##### DATA FOR THE TASK

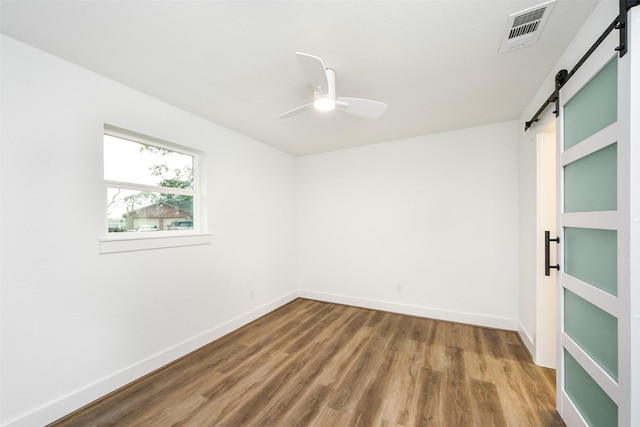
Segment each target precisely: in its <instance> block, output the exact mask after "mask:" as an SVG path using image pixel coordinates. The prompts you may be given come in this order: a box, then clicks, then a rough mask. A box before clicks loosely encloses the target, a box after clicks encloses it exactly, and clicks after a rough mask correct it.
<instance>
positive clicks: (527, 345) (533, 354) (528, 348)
mask: <svg viewBox="0 0 640 427" xmlns="http://www.w3.org/2000/svg"><path fill="white" fill-rule="evenodd" d="M518 335H520V339H521V340H522V342H523V343H524V346H525V347H526V348H527V350H528V351H529V355H530V356H531V360H535V357H534V355H535V354H536V347H535V344H534V343H533V338H532V337H531V334H530V333H529V332H528V331H527V330H526V329H525V327H524V326H523V325H522V323H520V322H518Z"/></svg>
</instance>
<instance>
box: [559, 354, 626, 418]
mask: <svg viewBox="0 0 640 427" xmlns="http://www.w3.org/2000/svg"><path fill="white" fill-rule="evenodd" d="M564 366H565V371H564V376H565V390H566V391H567V394H568V395H569V397H570V398H571V400H572V401H573V403H574V404H575V405H576V408H578V410H579V411H580V413H581V414H582V416H583V417H584V418H585V420H586V421H587V422H588V423H589V425H590V426H593V427H611V426H617V425H618V405H616V404H615V402H614V401H613V400H611V398H610V397H609V396H608V395H607V393H605V392H604V391H603V390H602V388H600V386H599V385H598V384H597V383H596V382H595V381H594V380H593V379H592V378H591V377H590V376H589V374H587V372H586V371H585V370H584V369H583V368H582V366H580V364H579V363H578V362H577V361H576V360H575V359H574V358H573V357H572V356H571V354H569V352H567V351H566V350H565V351H564Z"/></svg>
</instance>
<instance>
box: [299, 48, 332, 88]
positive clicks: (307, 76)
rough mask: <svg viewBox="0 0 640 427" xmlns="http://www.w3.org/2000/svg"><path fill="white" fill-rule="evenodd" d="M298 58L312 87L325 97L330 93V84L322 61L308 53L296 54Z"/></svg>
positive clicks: (325, 67)
mask: <svg viewBox="0 0 640 427" xmlns="http://www.w3.org/2000/svg"><path fill="white" fill-rule="evenodd" d="M296 58H298V63H299V64H300V67H301V68H302V72H303V73H304V75H305V76H307V80H309V83H311V86H313V88H314V89H315V90H317V91H318V92H320V93H321V94H323V95H326V94H327V93H328V92H329V82H328V81H327V69H326V67H325V66H324V63H323V62H322V59H320V58H318V57H317V56H313V55H308V54H306V53H301V52H296Z"/></svg>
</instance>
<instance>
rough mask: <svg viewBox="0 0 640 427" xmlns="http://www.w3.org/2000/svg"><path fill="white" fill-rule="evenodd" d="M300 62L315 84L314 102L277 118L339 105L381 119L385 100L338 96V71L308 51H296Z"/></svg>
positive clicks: (320, 110) (383, 113)
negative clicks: (381, 100)
mask: <svg viewBox="0 0 640 427" xmlns="http://www.w3.org/2000/svg"><path fill="white" fill-rule="evenodd" d="M296 58H298V63H299V64H300V67H302V71H303V73H304V74H305V76H307V79H308V80H309V83H311V86H313V102H311V103H309V104H306V105H302V106H300V107H297V108H294V109H293V110H290V111H287V112H286V113H283V114H280V115H279V116H278V117H276V118H277V119H284V118H287V117H291V116H295V115H296V114H300V113H302V112H303V111H306V110H308V109H310V108H311V107H313V108H315V109H316V110H318V111H331V110H333V109H335V108H336V107H338V108H339V109H341V110H343V111H344V112H345V113H349V114H354V115H356V116H360V117H366V118H368V119H379V118H380V117H382V115H383V114H384V112H385V111H387V107H388V105H387V104H385V103H384V102H379V101H372V100H370V99H362V98H347V97H343V96H341V97H339V98H336V72H335V71H334V70H332V69H331V68H327V67H325V66H324V63H323V62H322V59H320V58H318V57H317V56H313V55H308V54H306V53H301V52H296Z"/></svg>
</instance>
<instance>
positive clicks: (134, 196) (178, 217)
mask: <svg viewBox="0 0 640 427" xmlns="http://www.w3.org/2000/svg"><path fill="white" fill-rule="evenodd" d="M197 164H198V155H197V153H195V152H190V151H188V150H186V149H184V148H182V147H178V146H176V145H173V144H169V143H166V142H163V141H159V140H156V139H154V138H150V137H145V136H142V135H138V134H134V133H129V132H126V131H121V130H115V129H113V128H110V127H109V128H105V133H104V182H105V188H106V234H107V235H108V236H109V237H110V238H119V237H122V238H136V239H138V238H147V237H158V236H168V235H176V234H194V233H195V231H200V230H202V227H201V224H200V221H199V218H200V215H199V189H198V176H197V172H198V170H197ZM194 230H195V231H194ZM134 233H135V234H134Z"/></svg>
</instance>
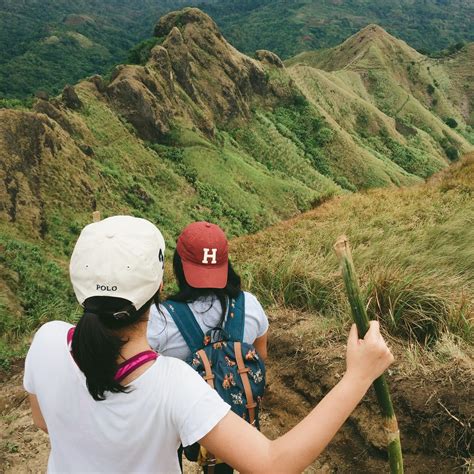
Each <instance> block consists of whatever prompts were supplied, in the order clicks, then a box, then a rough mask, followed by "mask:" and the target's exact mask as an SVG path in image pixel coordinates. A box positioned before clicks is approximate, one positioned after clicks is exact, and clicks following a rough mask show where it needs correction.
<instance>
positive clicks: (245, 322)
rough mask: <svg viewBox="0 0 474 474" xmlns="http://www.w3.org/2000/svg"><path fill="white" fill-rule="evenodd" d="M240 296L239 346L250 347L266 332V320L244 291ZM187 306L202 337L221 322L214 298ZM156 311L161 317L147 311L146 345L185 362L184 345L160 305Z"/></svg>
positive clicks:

##########

**YOUR INSTRUCTIONS**
Please rewrite all the records above, replacing "positive clicks" with "foreground clicks" and changing nothing else. Leave the pictures out.

**SOLUTION TO THIS EXERCISE**
Segment each target precisely: in its <instance> block, output the exact mask after "mask:" as an SVG path using image pixel coordinates. The prompts you may be given come in this order: a box, then clicks, then a rough mask. A box before clicks loosely encloses the target, a box after clicks encloses it exactly, and clicks after a rough mask correct it.
<instance>
foreground clicks: (527, 345) (533, 354) (528, 348)
mask: <svg viewBox="0 0 640 427" xmlns="http://www.w3.org/2000/svg"><path fill="white" fill-rule="evenodd" d="M518 335H520V339H521V340H522V342H523V343H524V346H525V347H526V348H527V350H528V351H529V355H530V356H531V360H535V357H534V355H535V354H536V347H535V344H534V343H533V338H532V337H531V334H530V333H529V332H528V331H527V330H526V329H525V327H524V326H523V325H522V323H520V322H518Z"/></svg>
</instance>
<instance>
box: [559, 354, 626, 418]
mask: <svg viewBox="0 0 640 427" xmlns="http://www.w3.org/2000/svg"><path fill="white" fill-rule="evenodd" d="M564 366H565V371H564V376H565V390H566V391H567V394H568V395H569V397H570V398H571V400H572V401H573V403H574V404H575V405H576V408H578V410H579V411H580V413H581V414H582V416H583V417H584V418H585V420H586V421H587V422H588V423H589V425H590V426H593V427H611V426H617V425H618V405H616V404H615V402H614V401H613V400H611V398H610V397H609V396H608V395H607V393H605V392H604V391H603V390H602V388H600V386H599V385H598V384H597V383H596V382H595V381H594V380H593V379H592V378H591V377H590V376H589V374H587V372H586V371H585V370H584V369H583V368H582V366H580V364H579V363H578V362H577V361H576V360H575V359H574V358H573V357H572V356H571V354H569V352H567V351H566V350H565V351H564Z"/></svg>
</instance>
<instance>
box: [299, 48, 332, 88]
foreground clicks: (307, 76)
rough mask: <svg viewBox="0 0 640 427" xmlns="http://www.w3.org/2000/svg"><path fill="white" fill-rule="evenodd" d="M298 58L312 87L325 97L330 93V84L322 61L308 53L296 54Z"/></svg>
foreground clicks: (325, 67)
mask: <svg viewBox="0 0 640 427" xmlns="http://www.w3.org/2000/svg"><path fill="white" fill-rule="evenodd" d="M296 58H298V63H299V64H300V67H301V68H302V72H303V73H304V75H305V76H307V80H309V83H311V86H313V88H314V89H315V90H317V91H318V92H320V93H321V94H323V95H326V94H327V93H328V92H329V82H328V81H327V69H326V67H325V66H324V63H323V62H322V59H320V58H318V57H317V56H313V55H308V54H306V53H301V52H296Z"/></svg>
</instance>
<instance>
rough mask: <svg viewBox="0 0 640 427" xmlns="http://www.w3.org/2000/svg"><path fill="white" fill-rule="evenodd" d="M300 62L315 84L314 102L277 118L339 105L381 119L385 100L338 96V71L308 51H296Z"/></svg>
foreground clicks: (320, 110) (383, 113)
negative clicks: (381, 100)
mask: <svg viewBox="0 0 640 427" xmlns="http://www.w3.org/2000/svg"><path fill="white" fill-rule="evenodd" d="M296 58H298V63H299V64H300V67H302V71H303V73H304V74H305V76H307V79H308V80H309V83H311V86H313V102H311V103H309V104H306V105H302V106H300V107H297V108H294V109H293V110H290V111H287V112H286V113H283V114H280V115H279V116H278V117H276V118H277V119H284V118H287V117H291V116H295V115H296V114H300V113H302V112H303V111H306V110H308V109H310V108H311V107H313V108H315V109H316V110H318V111H331V110H333V109H335V108H336V107H338V108H339V109H341V110H343V111H344V112H345V113H349V114H354V115H356V116H360V117H366V118H368V119H379V118H380V117H382V115H383V114H384V112H385V111H387V107H388V105H387V104H385V103H384V102H379V101H372V100H370V99H362V98H347V97H343V96H341V97H339V98H336V72H335V71H334V70H332V69H331V68H327V67H325V66H324V63H323V62H322V59H320V58H318V57H317V56H313V55H308V54H306V53H301V52H296Z"/></svg>
</instance>
<instance>
foreground clicks: (134, 196) (178, 217)
mask: <svg viewBox="0 0 640 427" xmlns="http://www.w3.org/2000/svg"><path fill="white" fill-rule="evenodd" d="M197 164H198V155H197V153H195V152H190V151H188V150H186V149H184V148H182V147H178V146H176V145H173V144H169V143H166V142H163V141H159V140H156V139H154V138H150V137H145V136H142V135H138V134H134V133H129V132H126V131H121V130H115V129H113V128H110V127H109V128H105V133H104V182H105V188H106V234H107V235H108V236H109V237H110V238H119V237H122V238H136V239H138V238H147V237H158V236H168V235H176V234H194V233H195V231H200V230H202V227H201V224H200V221H199V218H200V215H199V189H198V176H197V172H198V170H197ZM194 230H195V231H194ZM134 233H135V234H134Z"/></svg>
</instance>
Each <instance> block consists of whatever prompts were supplied, in the order clicks, then a box, then a rough mask, followed by "mask:" and the target's exact mask as an SVG path in image pixel coordinates. A box positioned before clicks is approximate, one positioned after clicks is exact, and clicks following a rough mask show where it needs correction.
<instance>
foreground clicks: (245, 322)
rough mask: <svg viewBox="0 0 474 474" xmlns="http://www.w3.org/2000/svg"><path fill="white" fill-rule="evenodd" d="M240 296L239 346L250 347L266 332V320L244 291ZM187 306L202 337L221 322L214 298ZM156 311L161 317L147 311L146 345L185 362L184 345L160 305Z"/></svg>
foreground clicks:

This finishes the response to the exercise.